• Consigne 1
Recopiez sans rien changer le passage du commentaire sur l'empouvoirement qui s'ouvre sur les mots contenant "Ici, dans une" et se ferme sur "sur les photos).".
• Consigne 2
D'après le commentaire sur l'empouvoirement, pour quelle raison la lycéenne s'est-elle fait agresser ?
• Consigne 3
Prolongez le commentaire sur l'empouvoirement à la suite de sa dernière phrase.

Est-ce que l'empouvoirement ne pourrait pas passer par le fait de dessiner des fringues solides et pratiques ( et peu chères) pour les femmes modeste, qui ne constituent pas l'ultra-élite déjà bien sensibilisée de Sciences Po ? Est-ce que ça ne pourrait pas passer par des ateliers en milieu scolaire pour expliquer aux jeunes la subjectivité des codes vestimentaires ?
Parce que là, c'est de la production d'élite qui s'adresse à une élite et dans une logique plus qu'assez discutable. Elle est où, l'utilité sociale, mis à part le fait de renforcer le CV des organisatrices ?
Ici, dans une région plutôt rurale et défavorisée de la France, j'ai une lycéenne qui s'est faite agresser parce qu'elle a décider de porter les cheveux courts. Une autre dont elle et les parents se sont fait casser la gueule par la famille de son ex petit-ami parce qu'il l'avait convaincu de se fiancer (à 16 ans!!) et qu'elle a fini par rompre. J'ai un élève homosexuel qui se fait insulter dans la rue par des inconnus de 50 ans qui "ont entendu parler du pédé". Ces populations composent 80 à 90% de la population française. C'est là qu'il faut aider, là qu'il faut faire des progrès, là où les dégâts sont les plus graves. Mais non, faire un beau petit raout pour un machin qui va être vu par cent personnes maxi, c'est clair que c'est bien plus important. (Je ne ferai aucun commentaire sur la composition de la population du public sur les photos).

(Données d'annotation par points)
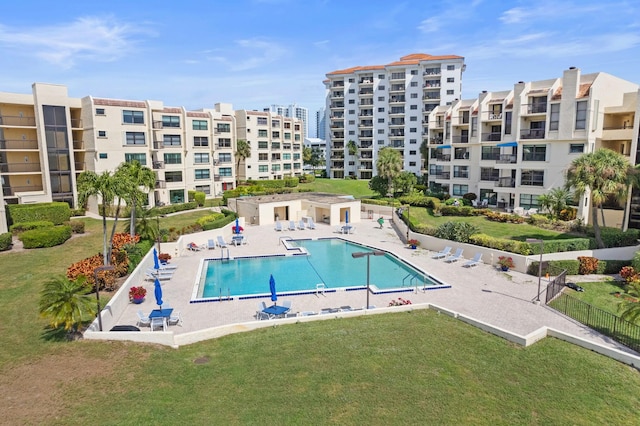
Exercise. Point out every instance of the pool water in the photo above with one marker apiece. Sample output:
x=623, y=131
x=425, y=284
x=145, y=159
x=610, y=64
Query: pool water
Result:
x=329, y=262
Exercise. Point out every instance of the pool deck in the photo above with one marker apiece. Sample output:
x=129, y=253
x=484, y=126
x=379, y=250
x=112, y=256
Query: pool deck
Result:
x=501, y=299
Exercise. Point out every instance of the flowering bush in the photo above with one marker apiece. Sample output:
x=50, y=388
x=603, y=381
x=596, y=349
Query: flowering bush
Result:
x=137, y=292
x=400, y=302
x=506, y=262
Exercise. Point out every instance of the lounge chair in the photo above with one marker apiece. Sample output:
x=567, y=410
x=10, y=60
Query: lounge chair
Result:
x=443, y=253
x=221, y=242
x=455, y=257
x=143, y=320
x=474, y=261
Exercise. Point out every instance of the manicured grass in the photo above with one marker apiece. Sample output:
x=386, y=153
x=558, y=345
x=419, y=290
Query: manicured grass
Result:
x=384, y=369
x=357, y=188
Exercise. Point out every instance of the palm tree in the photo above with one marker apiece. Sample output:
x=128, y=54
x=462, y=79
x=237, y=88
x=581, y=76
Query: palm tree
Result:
x=600, y=173
x=139, y=180
x=65, y=302
x=243, y=150
x=389, y=165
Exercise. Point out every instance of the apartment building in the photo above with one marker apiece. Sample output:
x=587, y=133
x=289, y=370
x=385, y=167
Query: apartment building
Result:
x=510, y=147
x=376, y=106
x=276, y=145
x=48, y=138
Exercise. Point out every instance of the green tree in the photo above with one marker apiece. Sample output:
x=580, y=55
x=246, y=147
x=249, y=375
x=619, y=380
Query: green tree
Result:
x=389, y=165
x=67, y=303
x=243, y=151
x=601, y=173
x=139, y=180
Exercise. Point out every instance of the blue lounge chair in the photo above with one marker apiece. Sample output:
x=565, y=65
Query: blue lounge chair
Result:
x=473, y=262
x=444, y=253
x=455, y=257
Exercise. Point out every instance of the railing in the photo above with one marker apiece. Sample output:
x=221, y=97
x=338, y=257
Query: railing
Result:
x=18, y=144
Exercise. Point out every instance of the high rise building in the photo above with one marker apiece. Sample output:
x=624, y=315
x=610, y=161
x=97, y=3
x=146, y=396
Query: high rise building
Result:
x=376, y=106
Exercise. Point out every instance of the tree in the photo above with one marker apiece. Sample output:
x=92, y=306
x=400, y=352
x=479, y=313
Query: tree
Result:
x=243, y=151
x=600, y=173
x=389, y=165
x=66, y=302
x=138, y=180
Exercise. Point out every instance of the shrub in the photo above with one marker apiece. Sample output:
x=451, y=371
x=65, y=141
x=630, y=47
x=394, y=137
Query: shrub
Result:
x=18, y=228
x=6, y=240
x=45, y=237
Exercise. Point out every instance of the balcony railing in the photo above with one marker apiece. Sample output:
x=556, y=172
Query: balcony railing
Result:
x=18, y=144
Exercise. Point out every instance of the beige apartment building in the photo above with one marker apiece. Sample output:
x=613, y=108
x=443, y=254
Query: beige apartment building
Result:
x=512, y=146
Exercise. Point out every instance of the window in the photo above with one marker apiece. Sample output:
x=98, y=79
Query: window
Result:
x=202, y=174
x=201, y=158
x=223, y=127
x=534, y=152
x=140, y=158
x=581, y=115
x=170, y=121
x=135, y=138
x=133, y=117
x=171, y=158
x=532, y=178
x=203, y=188
x=202, y=141
x=576, y=148
x=173, y=176
x=200, y=125
x=171, y=140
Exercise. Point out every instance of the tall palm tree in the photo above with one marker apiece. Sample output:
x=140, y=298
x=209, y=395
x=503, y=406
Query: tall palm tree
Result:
x=65, y=302
x=389, y=165
x=600, y=173
x=243, y=150
x=139, y=180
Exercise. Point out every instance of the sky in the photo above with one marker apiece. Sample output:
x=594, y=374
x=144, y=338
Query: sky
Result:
x=254, y=53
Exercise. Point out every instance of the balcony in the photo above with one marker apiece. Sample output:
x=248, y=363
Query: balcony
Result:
x=19, y=144
x=532, y=134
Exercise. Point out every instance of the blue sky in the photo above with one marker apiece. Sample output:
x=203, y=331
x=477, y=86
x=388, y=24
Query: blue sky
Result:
x=253, y=53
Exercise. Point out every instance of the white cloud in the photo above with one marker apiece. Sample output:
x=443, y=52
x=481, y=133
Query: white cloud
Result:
x=97, y=39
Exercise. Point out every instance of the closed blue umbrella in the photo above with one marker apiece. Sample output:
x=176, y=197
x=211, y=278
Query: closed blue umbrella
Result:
x=272, y=287
x=158, y=293
x=156, y=263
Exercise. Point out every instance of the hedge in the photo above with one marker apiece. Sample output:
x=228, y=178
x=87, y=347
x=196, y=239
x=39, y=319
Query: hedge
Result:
x=6, y=241
x=56, y=212
x=17, y=228
x=45, y=237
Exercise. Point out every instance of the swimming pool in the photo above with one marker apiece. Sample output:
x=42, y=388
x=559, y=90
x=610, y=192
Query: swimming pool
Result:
x=328, y=261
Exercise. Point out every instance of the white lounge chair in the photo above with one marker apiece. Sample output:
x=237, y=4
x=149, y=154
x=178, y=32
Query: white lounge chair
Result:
x=455, y=257
x=443, y=253
x=221, y=241
x=473, y=262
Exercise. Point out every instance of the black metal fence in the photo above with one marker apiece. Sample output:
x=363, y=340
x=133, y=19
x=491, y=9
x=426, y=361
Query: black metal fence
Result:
x=622, y=331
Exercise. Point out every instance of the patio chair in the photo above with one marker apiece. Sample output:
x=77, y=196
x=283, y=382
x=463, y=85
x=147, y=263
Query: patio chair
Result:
x=221, y=242
x=455, y=257
x=474, y=261
x=143, y=320
x=443, y=253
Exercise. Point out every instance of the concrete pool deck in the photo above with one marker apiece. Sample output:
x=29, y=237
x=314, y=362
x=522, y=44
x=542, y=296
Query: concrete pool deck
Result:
x=484, y=293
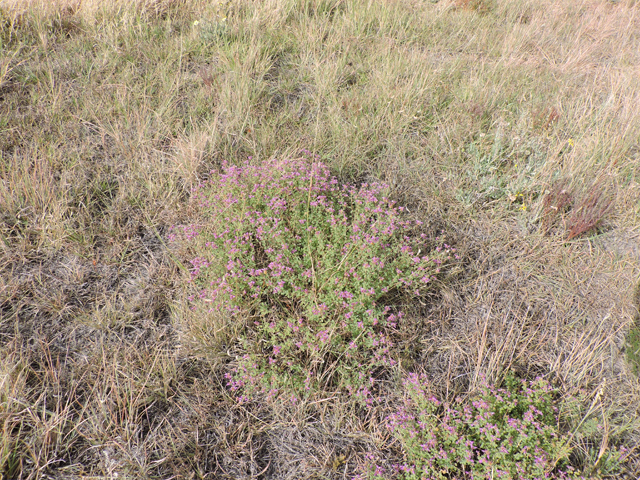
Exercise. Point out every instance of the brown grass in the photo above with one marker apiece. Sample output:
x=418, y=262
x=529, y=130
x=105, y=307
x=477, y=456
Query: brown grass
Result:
x=111, y=112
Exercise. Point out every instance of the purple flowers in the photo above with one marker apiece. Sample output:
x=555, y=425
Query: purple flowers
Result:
x=303, y=264
x=509, y=433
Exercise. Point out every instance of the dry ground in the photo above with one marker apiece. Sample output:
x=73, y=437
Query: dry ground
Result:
x=513, y=125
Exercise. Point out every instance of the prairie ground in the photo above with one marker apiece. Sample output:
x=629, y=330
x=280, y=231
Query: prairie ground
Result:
x=513, y=126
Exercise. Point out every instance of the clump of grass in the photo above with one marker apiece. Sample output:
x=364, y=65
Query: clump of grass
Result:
x=579, y=213
x=315, y=267
x=511, y=432
x=589, y=210
x=555, y=203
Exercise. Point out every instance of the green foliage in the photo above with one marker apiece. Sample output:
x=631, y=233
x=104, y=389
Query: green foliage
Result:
x=317, y=268
x=511, y=433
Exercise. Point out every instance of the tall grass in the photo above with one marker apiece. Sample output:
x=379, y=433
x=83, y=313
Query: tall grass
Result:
x=512, y=126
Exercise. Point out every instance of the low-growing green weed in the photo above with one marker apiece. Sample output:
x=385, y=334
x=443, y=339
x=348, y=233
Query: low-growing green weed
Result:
x=315, y=266
x=508, y=433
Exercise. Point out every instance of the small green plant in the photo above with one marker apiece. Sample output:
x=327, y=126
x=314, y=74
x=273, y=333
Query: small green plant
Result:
x=508, y=433
x=312, y=270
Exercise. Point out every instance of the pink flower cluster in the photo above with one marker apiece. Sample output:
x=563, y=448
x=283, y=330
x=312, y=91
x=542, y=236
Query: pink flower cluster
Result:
x=315, y=265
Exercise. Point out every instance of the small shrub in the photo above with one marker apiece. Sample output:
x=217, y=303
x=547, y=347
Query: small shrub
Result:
x=507, y=433
x=312, y=270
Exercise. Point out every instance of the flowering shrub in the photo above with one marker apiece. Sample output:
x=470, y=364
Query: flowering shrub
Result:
x=312, y=268
x=509, y=433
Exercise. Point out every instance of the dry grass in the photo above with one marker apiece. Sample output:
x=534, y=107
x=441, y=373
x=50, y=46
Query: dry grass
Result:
x=513, y=125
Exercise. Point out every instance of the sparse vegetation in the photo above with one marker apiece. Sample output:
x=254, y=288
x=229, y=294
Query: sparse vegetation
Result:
x=510, y=125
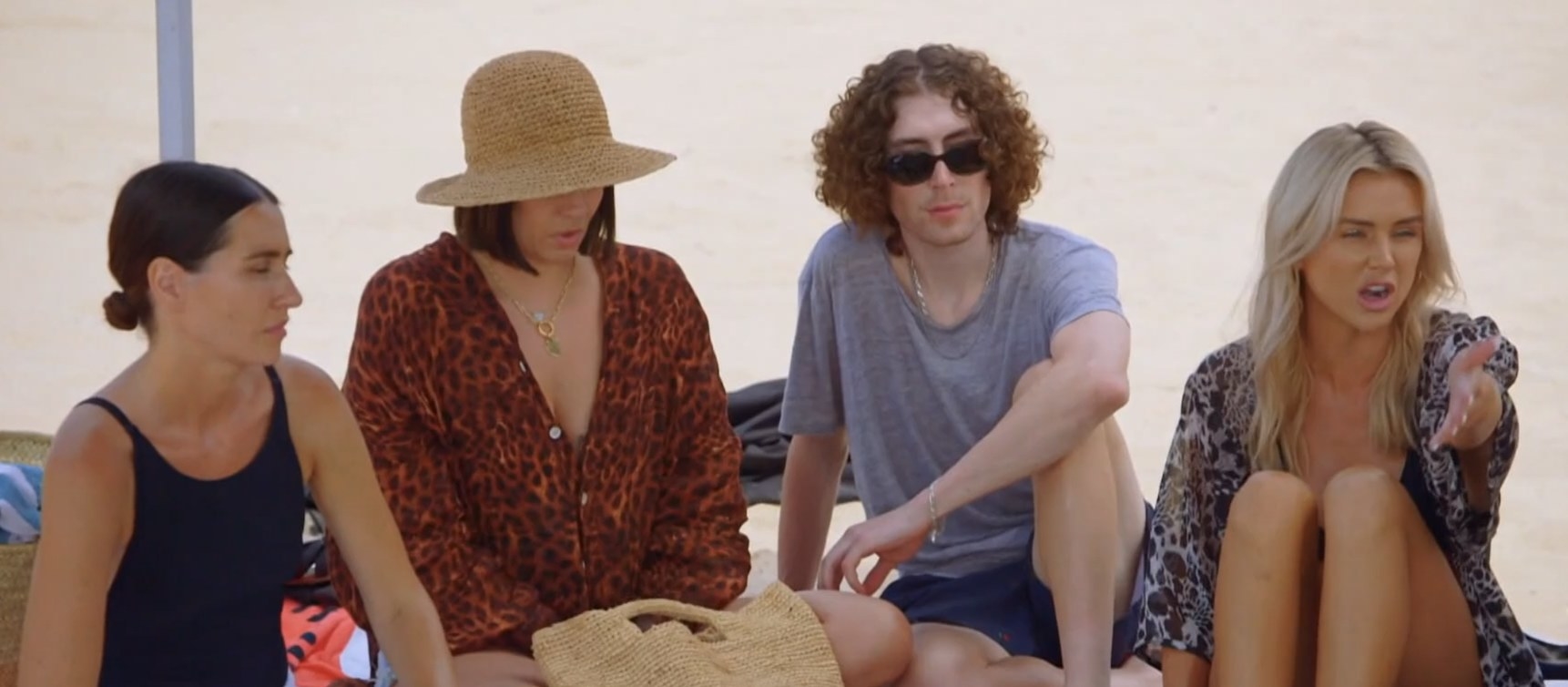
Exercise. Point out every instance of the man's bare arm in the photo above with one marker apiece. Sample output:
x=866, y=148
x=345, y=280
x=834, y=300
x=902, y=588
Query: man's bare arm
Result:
x=811, y=485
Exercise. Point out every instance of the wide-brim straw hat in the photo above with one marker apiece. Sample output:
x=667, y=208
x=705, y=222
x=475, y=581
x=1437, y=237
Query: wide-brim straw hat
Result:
x=535, y=126
x=16, y=560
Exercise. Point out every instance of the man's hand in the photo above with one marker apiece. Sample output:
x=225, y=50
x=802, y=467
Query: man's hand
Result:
x=892, y=537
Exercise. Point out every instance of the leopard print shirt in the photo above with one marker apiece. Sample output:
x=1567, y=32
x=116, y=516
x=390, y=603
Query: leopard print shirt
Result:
x=1207, y=467
x=508, y=528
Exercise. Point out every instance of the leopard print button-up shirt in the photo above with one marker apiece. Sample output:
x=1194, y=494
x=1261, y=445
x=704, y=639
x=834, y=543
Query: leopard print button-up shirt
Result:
x=1207, y=467
x=505, y=524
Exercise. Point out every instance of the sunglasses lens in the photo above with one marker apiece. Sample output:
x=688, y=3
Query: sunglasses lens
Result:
x=911, y=167
x=964, y=159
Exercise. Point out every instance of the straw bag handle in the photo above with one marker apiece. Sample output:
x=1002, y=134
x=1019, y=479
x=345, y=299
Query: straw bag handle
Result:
x=670, y=609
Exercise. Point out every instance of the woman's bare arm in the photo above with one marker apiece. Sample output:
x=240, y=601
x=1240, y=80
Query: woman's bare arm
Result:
x=88, y=496
x=345, y=488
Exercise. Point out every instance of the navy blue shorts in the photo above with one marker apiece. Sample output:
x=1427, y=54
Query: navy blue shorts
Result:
x=1010, y=606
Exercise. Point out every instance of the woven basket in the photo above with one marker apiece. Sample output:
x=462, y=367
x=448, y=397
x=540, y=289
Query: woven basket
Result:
x=16, y=560
x=773, y=641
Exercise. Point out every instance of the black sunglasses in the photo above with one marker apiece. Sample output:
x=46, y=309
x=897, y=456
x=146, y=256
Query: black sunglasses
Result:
x=910, y=169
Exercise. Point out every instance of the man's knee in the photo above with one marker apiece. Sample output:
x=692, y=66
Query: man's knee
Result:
x=1272, y=507
x=1365, y=501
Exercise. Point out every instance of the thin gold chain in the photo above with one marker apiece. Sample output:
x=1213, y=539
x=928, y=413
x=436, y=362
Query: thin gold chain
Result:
x=543, y=325
x=919, y=292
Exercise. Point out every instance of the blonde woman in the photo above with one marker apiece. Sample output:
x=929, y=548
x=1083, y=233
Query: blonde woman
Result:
x=1349, y=454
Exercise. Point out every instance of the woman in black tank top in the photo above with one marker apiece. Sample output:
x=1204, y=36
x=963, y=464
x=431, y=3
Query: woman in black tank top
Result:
x=175, y=497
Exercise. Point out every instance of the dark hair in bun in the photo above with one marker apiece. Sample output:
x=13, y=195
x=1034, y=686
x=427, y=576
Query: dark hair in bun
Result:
x=175, y=209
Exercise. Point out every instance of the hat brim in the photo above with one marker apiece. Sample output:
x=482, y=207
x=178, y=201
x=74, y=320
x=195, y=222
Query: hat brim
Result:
x=564, y=171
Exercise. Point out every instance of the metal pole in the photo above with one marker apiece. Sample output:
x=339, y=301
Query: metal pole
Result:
x=176, y=82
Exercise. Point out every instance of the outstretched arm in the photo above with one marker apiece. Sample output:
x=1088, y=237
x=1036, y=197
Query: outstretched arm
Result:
x=343, y=484
x=90, y=493
x=1059, y=404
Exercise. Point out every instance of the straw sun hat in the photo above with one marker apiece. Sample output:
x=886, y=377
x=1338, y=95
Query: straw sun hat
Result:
x=535, y=126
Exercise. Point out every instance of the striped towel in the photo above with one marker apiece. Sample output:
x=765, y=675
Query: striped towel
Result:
x=19, y=510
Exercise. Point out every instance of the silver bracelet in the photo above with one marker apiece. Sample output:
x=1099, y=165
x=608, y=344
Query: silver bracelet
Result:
x=931, y=506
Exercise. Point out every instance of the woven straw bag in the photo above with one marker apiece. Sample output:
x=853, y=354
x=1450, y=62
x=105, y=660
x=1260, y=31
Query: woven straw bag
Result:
x=773, y=641
x=16, y=560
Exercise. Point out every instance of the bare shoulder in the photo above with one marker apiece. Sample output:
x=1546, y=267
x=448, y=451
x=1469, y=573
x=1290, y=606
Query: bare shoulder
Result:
x=317, y=410
x=306, y=383
x=90, y=463
x=90, y=445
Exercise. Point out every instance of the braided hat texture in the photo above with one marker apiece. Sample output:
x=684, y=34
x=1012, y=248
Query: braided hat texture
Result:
x=535, y=126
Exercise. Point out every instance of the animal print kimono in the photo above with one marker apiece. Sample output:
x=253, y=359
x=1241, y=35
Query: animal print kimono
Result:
x=1207, y=465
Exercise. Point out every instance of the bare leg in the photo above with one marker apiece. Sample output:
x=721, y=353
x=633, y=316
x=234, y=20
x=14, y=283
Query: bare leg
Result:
x=1379, y=556
x=1268, y=584
x=1088, y=537
x=497, y=669
x=871, y=637
x=947, y=656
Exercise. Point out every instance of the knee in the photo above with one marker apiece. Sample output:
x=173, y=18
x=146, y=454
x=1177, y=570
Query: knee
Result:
x=871, y=637
x=1270, y=507
x=1363, y=499
x=940, y=661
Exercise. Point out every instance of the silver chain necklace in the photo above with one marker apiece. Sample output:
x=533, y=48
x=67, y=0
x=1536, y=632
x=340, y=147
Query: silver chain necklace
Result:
x=919, y=292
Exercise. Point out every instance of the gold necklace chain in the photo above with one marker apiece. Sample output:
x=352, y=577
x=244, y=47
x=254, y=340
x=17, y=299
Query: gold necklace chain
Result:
x=919, y=292
x=543, y=325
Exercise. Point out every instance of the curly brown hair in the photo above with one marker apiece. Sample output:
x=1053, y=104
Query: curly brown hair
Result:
x=851, y=148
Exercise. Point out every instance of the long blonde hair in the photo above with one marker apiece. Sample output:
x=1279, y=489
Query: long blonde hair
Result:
x=1303, y=210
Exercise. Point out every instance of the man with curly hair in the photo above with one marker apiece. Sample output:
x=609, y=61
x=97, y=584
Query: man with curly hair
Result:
x=971, y=363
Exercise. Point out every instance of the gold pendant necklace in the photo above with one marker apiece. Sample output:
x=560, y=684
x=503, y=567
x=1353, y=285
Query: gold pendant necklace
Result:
x=541, y=323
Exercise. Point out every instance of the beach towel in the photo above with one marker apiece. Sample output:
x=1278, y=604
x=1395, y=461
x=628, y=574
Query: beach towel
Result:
x=19, y=510
x=755, y=415
x=323, y=645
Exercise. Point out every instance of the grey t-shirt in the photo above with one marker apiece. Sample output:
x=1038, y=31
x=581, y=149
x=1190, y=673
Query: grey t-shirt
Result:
x=914, y=395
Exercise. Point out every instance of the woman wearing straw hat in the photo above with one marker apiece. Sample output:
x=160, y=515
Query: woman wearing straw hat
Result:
x=543, y=404
x=173, y=497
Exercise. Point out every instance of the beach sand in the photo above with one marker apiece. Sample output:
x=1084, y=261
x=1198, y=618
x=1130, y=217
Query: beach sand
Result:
x=1168, y=123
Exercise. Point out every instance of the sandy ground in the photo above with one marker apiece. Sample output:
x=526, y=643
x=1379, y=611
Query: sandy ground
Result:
x=1168, y=124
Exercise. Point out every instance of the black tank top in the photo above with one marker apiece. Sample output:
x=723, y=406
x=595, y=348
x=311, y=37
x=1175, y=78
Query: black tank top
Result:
x=199, y=591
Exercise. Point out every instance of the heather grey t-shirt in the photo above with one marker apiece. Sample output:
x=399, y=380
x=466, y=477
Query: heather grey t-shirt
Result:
x=914, y=395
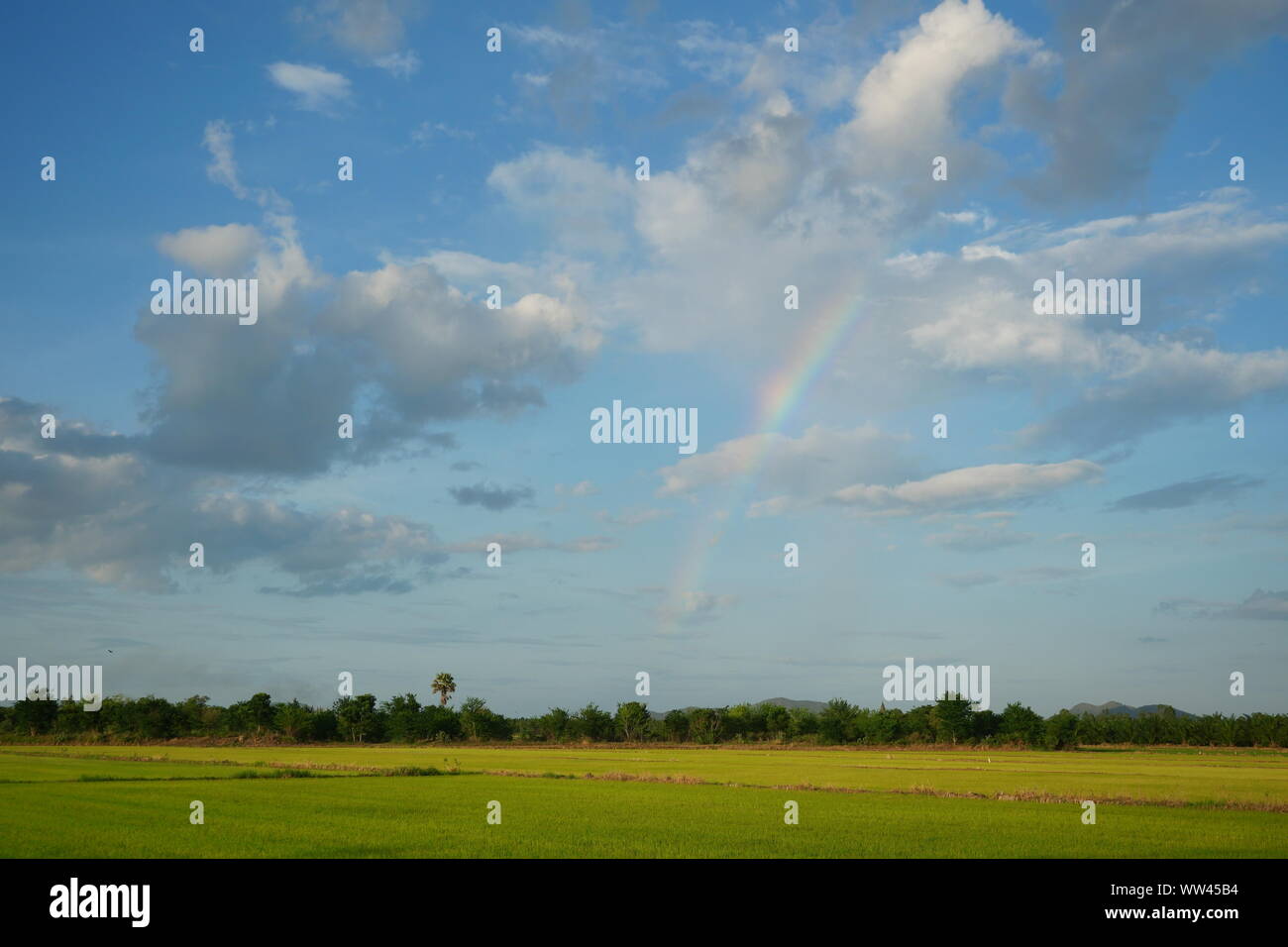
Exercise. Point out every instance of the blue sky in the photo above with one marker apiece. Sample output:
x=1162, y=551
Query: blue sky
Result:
x=767, y=169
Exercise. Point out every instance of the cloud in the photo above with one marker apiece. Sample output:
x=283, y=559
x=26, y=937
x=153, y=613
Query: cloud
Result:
x=218, y=140
x=818, y=462
x=970, y=486
x=630, y=518
x=316, y=88
x=526, y=541
x=967, y=579
x=1186, y=493
x=218, y=250
x=580, y=488
x=373, y=31
x=1260, y=605
x=95, y=504
x=1112, y=110
x=907, y=101
x=398, y=347
x=489, y=496
x=979, y=538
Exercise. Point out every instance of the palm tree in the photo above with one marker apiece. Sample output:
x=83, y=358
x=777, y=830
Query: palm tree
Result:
x=445, y=686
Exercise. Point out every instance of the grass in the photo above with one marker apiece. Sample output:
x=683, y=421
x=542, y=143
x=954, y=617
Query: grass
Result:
x=657, y=801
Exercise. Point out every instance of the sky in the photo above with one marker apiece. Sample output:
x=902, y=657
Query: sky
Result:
x=912, y=169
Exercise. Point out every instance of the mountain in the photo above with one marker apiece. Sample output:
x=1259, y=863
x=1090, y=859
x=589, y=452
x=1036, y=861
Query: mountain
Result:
x=816, y=706
x=1116, y=709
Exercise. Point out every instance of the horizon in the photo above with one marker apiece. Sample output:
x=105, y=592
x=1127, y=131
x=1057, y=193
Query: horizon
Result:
x=883, y=445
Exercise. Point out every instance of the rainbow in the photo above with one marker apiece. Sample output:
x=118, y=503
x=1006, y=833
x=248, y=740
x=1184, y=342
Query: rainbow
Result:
x=778, y=398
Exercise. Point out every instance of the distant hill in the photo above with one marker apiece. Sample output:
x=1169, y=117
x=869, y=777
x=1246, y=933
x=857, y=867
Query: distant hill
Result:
x=1116, y=709
x=816, y=706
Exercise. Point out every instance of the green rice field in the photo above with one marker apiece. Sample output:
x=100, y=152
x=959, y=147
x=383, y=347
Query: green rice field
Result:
x=433, y=801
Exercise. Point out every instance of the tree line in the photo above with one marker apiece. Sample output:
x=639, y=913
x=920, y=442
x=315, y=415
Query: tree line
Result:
x=403, y=719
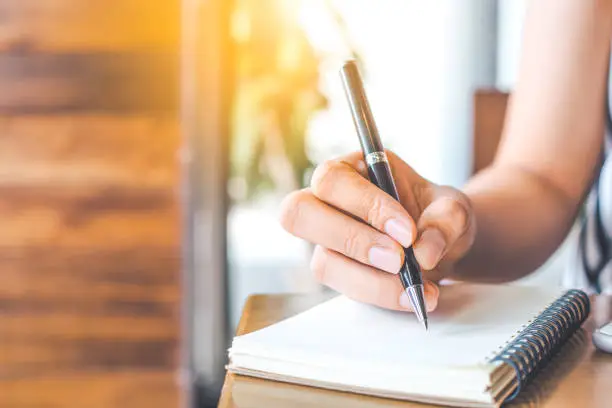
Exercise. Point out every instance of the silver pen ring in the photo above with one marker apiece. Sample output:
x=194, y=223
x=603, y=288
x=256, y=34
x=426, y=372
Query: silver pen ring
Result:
x=376, y=157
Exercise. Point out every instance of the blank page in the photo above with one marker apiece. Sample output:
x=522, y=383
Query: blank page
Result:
x=469, y=326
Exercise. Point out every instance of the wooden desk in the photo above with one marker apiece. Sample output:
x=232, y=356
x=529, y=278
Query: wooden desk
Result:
x=578, y=377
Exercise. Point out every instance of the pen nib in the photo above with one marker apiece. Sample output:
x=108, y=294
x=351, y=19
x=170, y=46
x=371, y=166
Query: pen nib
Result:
x=416, y=294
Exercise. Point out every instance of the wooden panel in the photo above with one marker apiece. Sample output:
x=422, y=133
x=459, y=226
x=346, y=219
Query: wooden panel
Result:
x=90, y=237
x=107, y=150
x=489, y=116
x=67, y=25
x=34, y=82
x=118, y=389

• Réponse 1
Ici, dans une région plutôt rurale et défavorisée de la France, j'ai une lycéenne qui s'est faite agresser parce qu'elle a décider de porter les cheveux courts. Une autre dont elle et les parents se sont fait casser la gueule par la famille de son ex petit-ami parce qu'il l'avait convaincu de se fiancer (à 16 ans!!) et qu'elle a fini par rompre. J'ai un élève homosexuel qui se fait insulter dans la rue par des inconnus de 50 ans qui "ont entendu parler du pédé". Ces populations composent 80 à 90% de la population française. C'est là qu'il faut aider, là qu'il faut faire des progrès, là où les dégâts sont les plus graves. Mais non, faire un beau petit raout pour un machin qui va être vu par cent personnes maxi, c'est clair que c'est bien plus important. (Je ne ferai aucun commentaire sur la composition de la population du public sur les photos).

• Réponse 2
Parce qu'elle avait décidé de porter les cheveux courts.

• Réponse 3
Je comprend que ce genre d'initiative a une bonne intention mais sérieusement, la Rédac' n'avait rien d'autre à relayer ? L'autre jour, il y a eu une émission merveilleuse sur Julie Owono et l'afroféminisme sur France Inter . Est-ce que ça ne serait pas possible de faire quelque chose avec elle ? Elle habite à Paris, vous n'aurez même pas à sortie "en province" pour aller la rencontrer !
Le branlage de nouille autosatisfait par son seul aspect féministe, ça va bien deux minutes. J'aimerais vraiment que Madmoizelle évite les écueils du classisme, du nombrilisme parisien et de l'ignorance totale des réalités sociales.
Je vous aime mais j'attends mieux de vous.